Object point labels
━━━
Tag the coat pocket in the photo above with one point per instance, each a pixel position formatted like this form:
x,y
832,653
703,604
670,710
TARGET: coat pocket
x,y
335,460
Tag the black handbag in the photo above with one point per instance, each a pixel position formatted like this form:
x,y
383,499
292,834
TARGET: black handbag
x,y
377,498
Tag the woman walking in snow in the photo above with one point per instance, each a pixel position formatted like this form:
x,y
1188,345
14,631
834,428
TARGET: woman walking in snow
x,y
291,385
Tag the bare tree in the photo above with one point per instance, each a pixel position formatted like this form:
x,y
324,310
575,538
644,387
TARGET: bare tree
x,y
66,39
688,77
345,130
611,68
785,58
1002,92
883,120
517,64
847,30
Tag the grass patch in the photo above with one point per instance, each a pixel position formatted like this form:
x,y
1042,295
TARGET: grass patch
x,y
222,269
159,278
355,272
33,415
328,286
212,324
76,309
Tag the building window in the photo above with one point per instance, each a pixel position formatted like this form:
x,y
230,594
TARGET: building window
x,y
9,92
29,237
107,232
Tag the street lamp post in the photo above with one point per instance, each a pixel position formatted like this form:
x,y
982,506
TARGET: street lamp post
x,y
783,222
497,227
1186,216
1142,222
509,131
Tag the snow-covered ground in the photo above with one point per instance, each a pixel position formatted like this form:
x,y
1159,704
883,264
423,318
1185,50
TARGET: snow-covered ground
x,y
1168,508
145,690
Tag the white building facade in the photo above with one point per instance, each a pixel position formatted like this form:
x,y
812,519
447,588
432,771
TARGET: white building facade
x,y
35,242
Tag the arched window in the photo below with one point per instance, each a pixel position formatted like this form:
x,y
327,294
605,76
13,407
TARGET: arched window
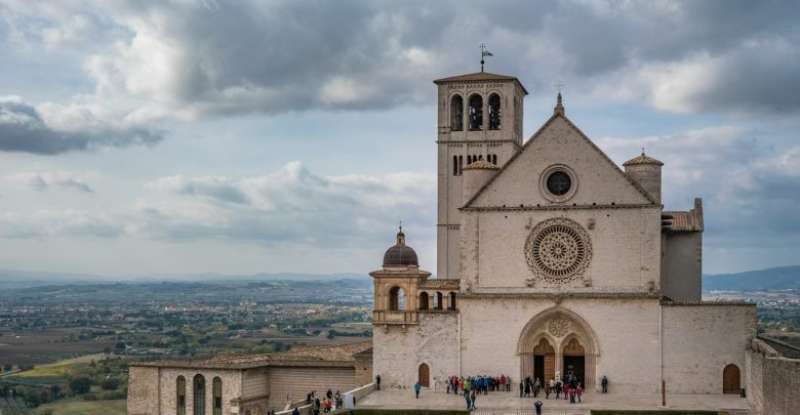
━━━
Aim of the exercise: Please copy all of the data above word for word, leaving the pictures out of your answer.

Response below:
Tag the coat pocket in the photo above with one point per instance, each a pixel position formatted like this form:
x,y
832,653
703,604
670,710
TARGET: coat pocket
x,y
335,460
Tag the black handbag in the photo above with one point per instance, each a pixel position formatted like this form:
x,y
383,499
292,834
TARGET: black handbag
x,y
377,498
Tag the woman walking in snow in the photo above with one point per instance, each a pixel position formatted like this form:
x,y
1188,345
14,631
834,428
TARGET: woman walking in snow
x,y
291,385
Tag the bare tree in the photo above with one point per instance, each a pixel position formatted like this form:
x,y
324,310
575,538
644,387
TARGET: bare tree
x,y
66,39
688,77
345,130
611,68
785,58
1002,92
883,120
517,64
847,30
Tag the grass patch in the photo above with one point per instance, each a pixel position formatted like this form:
x,y
1042,295
TARGET: grass patch
x,y
222,269
159,278
355,272
33,415
328,286
212,324
76,309
Tag the building window in the photo above with one point per instance, each a pixel position formatted like this form:
x,y
230,594
TARGET: building window
x,y
9,92
29,237
107,232
Tag the street lamp post in the photo above with one point per instance, each a pixel position formatted like this form:
x,y
982,506
TARGET: street lamp post
x,y
783,222
497,227
1186,216
1142,222
509,131
Tag the snow-covered ground in the photo above with one point per instance, each a pixel position formatted like this form:
x,y
1159,704
883,264
423,318
1185,50
TARGET: snow-covered ground
x,y
1168,508
145,690
Tag the white building facade in the photo above with one point per instance, each a pixel position formatted like this form:
x,y
812,519
447,588
432,771
TARGET: white building facade
x,y
35,242
Tag the arched window in the photo below with one point per instance, each a pixel position formatted like this form:
x,y
327,294
605,76
13,407
TARGET: arched window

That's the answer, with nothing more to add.